State v. Abel

Decision Date09 November 2021
Docket NumberDA 19-0455
Citation2021 MT 293
PartiesSTATE OF MONTANA, Plaintiff and Appellee, v. JACOB WILLIAM ABEL, Defendant and Appellant.
CourtMontana Supreme Court

Submitted on Briefs: July 28, 2021

APPEAL FROM: District Court of the Eleventh Judicial District, In and For the County of Flathead, Cause No. DC 18-224(D) Honorable Dan Wilson, Presiding Judge

For Appellant: Kathleen Foley, Attorney at Law, Missoula, Montana

For Appellee: Austin Knudsen, Montana Attorney General, Bree Gee Assistant Attorney General, Helena, Montana Travis R. Ahner Flathead County Attorney, Kalispell, Montana

OPINION

Dirk Sandefur, Justice

¶l Jacob William Abel (Abel) appeals from his June 13, 2019 judgment of conviction and sentence in the Montana Eleventh Judicial District Court, Flathead County, on the offense of partner or family member strangulation, a felony in violation of § 45-5-215, MCA (PFMS). The restated issue on appeal is:

Whether the District Court committed plain error by allowing counsel to waive his right to testify at trial through counsel without a record inquiry and judicial finding that he knowingly, voluntarily, and intelligently chose not to do so?

We affirm.

PROCEDURAL AND FACTUAL BACKGROUND

¶2 By Information filed June 7, 2018, the State charged Abel with PFMS and assault with a weapon, a felony in violation of § 45-5-213, MCA. The State alleged that, during separate arguments with his girlfriend over a two-day period, he strangled her and struck her in the face with a folding chair. After the State rested at the end of the first day of trial in April 2019, a sidebar conference occurred between court, counsel, and Abel at which the court asked whether he was going to testify. Defense counsel advised that he was unsure and would be discussing the matter with Abel before trial resumed in the morning. After dismissing the jury for the evening, the court stated to counsel that "I assume that over the evening recess, . . ., you'll have time to discuss with your client whether he'd like to testify," to which counsel responded in the affirmative. When trial resumed the next morning, the following colloquy occurred between the court, defense counsel, and Abel outside the presence of the jury:

Court: Good morning.
Counsel: Good morning. [To Abel:] What are you going to do?
Abel: I really want Chris Kidney.
Counsel: That's nice. We don't have [him] as a witness. Are you going to testify, or not?
Court: Do you want a moment alone?
Counsel: No. We've had plenty of moments alone.

▶ [Data]
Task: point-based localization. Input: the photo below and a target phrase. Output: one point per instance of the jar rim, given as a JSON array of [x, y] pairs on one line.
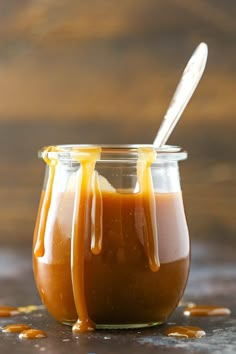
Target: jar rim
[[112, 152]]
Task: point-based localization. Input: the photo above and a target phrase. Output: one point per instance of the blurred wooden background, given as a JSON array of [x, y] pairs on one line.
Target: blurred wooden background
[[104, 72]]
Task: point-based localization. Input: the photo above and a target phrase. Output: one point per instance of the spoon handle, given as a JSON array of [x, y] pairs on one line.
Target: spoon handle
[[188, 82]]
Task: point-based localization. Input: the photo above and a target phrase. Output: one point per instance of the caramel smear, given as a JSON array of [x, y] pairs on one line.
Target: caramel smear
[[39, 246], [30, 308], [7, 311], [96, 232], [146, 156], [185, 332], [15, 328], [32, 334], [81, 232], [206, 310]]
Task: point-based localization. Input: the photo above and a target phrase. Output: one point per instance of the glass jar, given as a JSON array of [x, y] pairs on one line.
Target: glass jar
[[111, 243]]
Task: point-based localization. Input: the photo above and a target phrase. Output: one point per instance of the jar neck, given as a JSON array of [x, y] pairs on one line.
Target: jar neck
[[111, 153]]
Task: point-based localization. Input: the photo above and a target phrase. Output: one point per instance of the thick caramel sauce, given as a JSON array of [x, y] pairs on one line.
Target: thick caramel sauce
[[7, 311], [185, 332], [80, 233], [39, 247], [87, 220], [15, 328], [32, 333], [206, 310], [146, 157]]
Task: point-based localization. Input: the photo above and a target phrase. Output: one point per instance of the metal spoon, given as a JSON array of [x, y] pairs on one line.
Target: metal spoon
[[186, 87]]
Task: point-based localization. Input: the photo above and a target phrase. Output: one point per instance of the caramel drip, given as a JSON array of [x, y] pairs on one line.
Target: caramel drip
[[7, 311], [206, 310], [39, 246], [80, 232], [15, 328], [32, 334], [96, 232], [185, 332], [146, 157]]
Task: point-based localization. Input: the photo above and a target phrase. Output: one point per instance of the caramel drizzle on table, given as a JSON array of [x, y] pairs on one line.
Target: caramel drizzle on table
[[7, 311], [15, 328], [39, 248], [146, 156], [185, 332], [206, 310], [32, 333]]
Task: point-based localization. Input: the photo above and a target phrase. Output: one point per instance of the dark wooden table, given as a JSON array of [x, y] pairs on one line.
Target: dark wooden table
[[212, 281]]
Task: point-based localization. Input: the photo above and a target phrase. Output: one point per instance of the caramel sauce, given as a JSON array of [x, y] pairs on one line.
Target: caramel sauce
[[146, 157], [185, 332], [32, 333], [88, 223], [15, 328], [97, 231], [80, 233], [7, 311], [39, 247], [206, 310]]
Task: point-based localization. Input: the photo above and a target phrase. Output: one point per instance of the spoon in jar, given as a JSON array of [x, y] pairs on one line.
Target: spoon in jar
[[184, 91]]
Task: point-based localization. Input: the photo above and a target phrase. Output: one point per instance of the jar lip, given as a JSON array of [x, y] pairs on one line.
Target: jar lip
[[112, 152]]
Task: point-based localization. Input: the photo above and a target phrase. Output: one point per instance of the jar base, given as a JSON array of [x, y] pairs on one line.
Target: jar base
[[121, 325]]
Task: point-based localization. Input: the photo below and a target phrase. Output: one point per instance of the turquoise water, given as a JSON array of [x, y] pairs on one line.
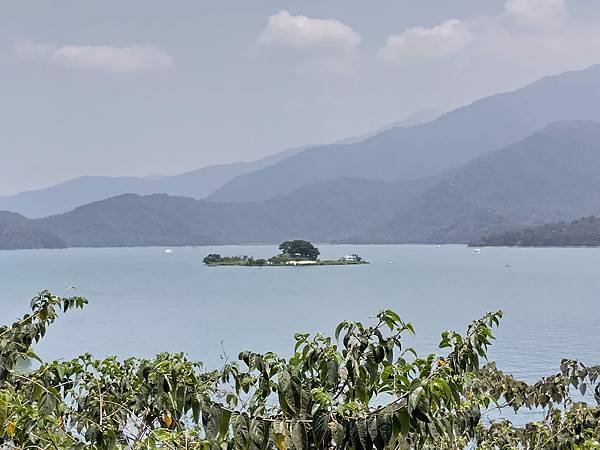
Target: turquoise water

==

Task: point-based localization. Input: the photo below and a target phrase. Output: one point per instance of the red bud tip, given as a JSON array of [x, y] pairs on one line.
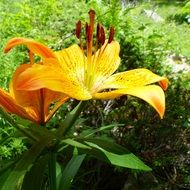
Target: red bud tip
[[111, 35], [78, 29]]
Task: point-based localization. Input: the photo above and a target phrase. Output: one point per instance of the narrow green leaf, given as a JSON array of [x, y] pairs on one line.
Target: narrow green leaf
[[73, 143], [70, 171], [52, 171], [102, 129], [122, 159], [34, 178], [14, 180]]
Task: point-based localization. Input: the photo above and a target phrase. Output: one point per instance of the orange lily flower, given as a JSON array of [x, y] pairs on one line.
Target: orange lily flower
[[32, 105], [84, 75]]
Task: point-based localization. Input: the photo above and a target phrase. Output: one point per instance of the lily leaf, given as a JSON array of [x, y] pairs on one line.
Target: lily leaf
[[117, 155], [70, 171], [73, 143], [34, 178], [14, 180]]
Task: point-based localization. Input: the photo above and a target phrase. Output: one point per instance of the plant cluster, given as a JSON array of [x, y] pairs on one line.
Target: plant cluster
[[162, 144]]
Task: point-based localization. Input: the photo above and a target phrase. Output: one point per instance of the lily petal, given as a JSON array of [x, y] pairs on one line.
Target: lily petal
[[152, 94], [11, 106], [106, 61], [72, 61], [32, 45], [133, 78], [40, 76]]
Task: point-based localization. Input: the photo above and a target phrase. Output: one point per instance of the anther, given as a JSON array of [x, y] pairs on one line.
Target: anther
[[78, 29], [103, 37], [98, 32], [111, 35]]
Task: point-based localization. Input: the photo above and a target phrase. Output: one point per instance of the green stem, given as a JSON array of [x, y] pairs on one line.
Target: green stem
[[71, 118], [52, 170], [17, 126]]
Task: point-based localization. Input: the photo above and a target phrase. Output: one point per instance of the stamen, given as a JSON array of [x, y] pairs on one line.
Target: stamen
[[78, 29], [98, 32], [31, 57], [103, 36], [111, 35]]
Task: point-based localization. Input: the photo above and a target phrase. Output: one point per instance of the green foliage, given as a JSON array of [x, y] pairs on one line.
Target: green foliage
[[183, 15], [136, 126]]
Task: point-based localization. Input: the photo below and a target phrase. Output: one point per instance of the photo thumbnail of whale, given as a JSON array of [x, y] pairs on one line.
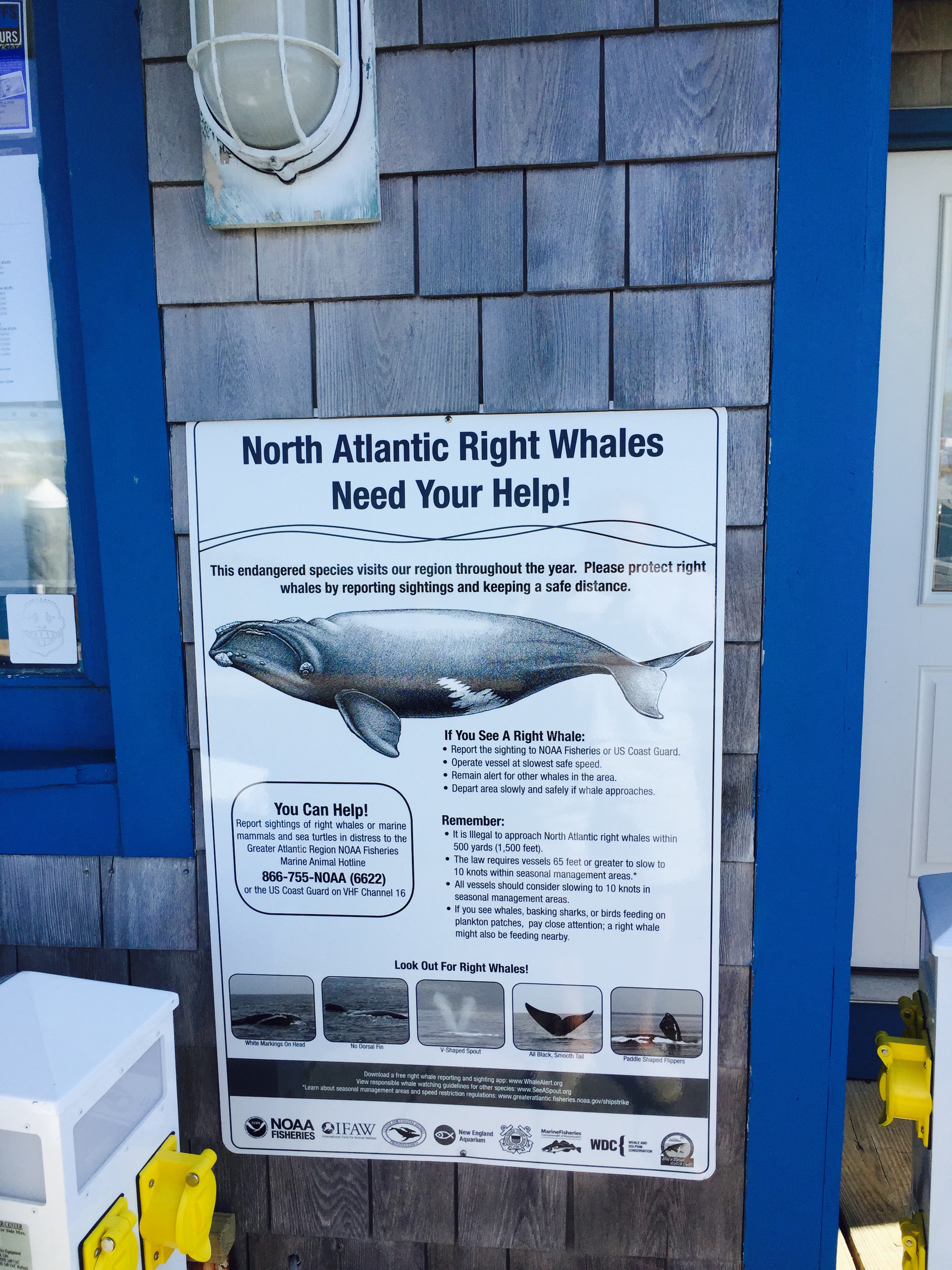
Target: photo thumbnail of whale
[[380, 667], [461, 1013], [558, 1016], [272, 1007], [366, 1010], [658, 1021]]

==

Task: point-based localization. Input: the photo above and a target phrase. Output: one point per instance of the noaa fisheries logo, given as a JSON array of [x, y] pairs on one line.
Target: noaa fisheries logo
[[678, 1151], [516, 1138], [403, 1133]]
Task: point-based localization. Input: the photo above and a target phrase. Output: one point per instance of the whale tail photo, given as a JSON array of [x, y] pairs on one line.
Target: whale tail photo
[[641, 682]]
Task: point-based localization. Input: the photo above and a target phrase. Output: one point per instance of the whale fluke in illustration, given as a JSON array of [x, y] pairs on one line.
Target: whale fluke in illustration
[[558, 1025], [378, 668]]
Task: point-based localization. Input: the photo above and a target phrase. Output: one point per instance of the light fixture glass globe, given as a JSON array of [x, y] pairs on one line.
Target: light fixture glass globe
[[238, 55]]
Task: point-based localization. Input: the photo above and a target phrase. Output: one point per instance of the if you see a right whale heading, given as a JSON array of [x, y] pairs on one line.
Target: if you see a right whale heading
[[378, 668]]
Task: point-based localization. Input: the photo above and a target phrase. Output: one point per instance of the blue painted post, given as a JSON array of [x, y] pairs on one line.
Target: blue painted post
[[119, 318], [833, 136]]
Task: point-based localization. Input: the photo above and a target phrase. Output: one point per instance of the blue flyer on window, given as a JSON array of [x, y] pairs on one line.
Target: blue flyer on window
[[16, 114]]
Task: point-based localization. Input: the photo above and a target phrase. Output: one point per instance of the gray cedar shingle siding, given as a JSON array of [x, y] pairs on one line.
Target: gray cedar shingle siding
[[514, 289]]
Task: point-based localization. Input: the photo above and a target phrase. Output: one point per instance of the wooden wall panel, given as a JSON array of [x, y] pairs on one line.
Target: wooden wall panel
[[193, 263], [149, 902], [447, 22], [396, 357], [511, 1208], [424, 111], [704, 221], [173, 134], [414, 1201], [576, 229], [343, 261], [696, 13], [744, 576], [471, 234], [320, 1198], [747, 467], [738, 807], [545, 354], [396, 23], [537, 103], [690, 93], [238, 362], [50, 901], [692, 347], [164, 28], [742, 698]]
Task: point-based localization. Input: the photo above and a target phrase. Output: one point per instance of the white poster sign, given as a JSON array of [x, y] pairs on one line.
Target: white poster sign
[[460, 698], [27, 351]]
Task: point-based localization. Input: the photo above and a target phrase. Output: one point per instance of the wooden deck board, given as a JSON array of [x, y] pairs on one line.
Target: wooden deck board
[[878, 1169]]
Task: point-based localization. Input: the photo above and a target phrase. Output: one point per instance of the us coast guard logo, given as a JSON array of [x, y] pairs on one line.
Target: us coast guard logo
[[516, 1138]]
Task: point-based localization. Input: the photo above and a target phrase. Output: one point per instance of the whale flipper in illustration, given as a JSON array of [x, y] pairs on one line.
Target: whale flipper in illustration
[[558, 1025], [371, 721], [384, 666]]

▶ [Given task]
Continue the court opinion in State v. Abel from where it stops. The listing isn't needed for anything here.

▶ [Answer to the task]
Court: Okay.
Counsel: We're out of time, Your Honor.
Court: Okay.
Abel: Can I say something?
Counsel: We need to talk alone, then. You can't say it in open court or you will incriminate yourself. This is a courtroom. [To Court:] I'll be back in a moment.
Court: Okay.

After a short recess, the court asked defense counsel, "how does your client wish to proceed?" Counsel responded "[h]e wishes to remain silent, Your Honor. We won't be presenting any witness testimony." The court then proceeded with settling of jury instructions and closing arguments. The jury ultimately found Abel guilty of PFMS, but not assault with a weapon.

¶3 Later, at sentencing, Abel presented two witnesses who testified that he was not a violent person and thus could not have strangled his girlfriend as alleged. Rather than allocute, and upon acknowledging to counsel that "we're not here to second guess the jury or say they[] [were] wrong," Abel stated that he wanted to testify "to tell the [c]ourt exactly what happened." In response to the District Court's challenge that "you didn't testify at trial," Abel stated, "I did not. I wanted to. I was talked out of it at the last moment. Really didn't get to make a decision." He then testified to a different version of events that contradicted the victim's account at trial. Based on his new account of events, Abel countered the State's recommendation, for an unsuspended three-year commitment to the Department of Corrections (DOC), with his alternative recommendation for a suspended three-year commitment. Deviating from both, the District Court sentenced him to a suspended five-year DOC commitment with credit for time served, subject to various conditions of probation and statutory fees and charges. Abel timely appeals.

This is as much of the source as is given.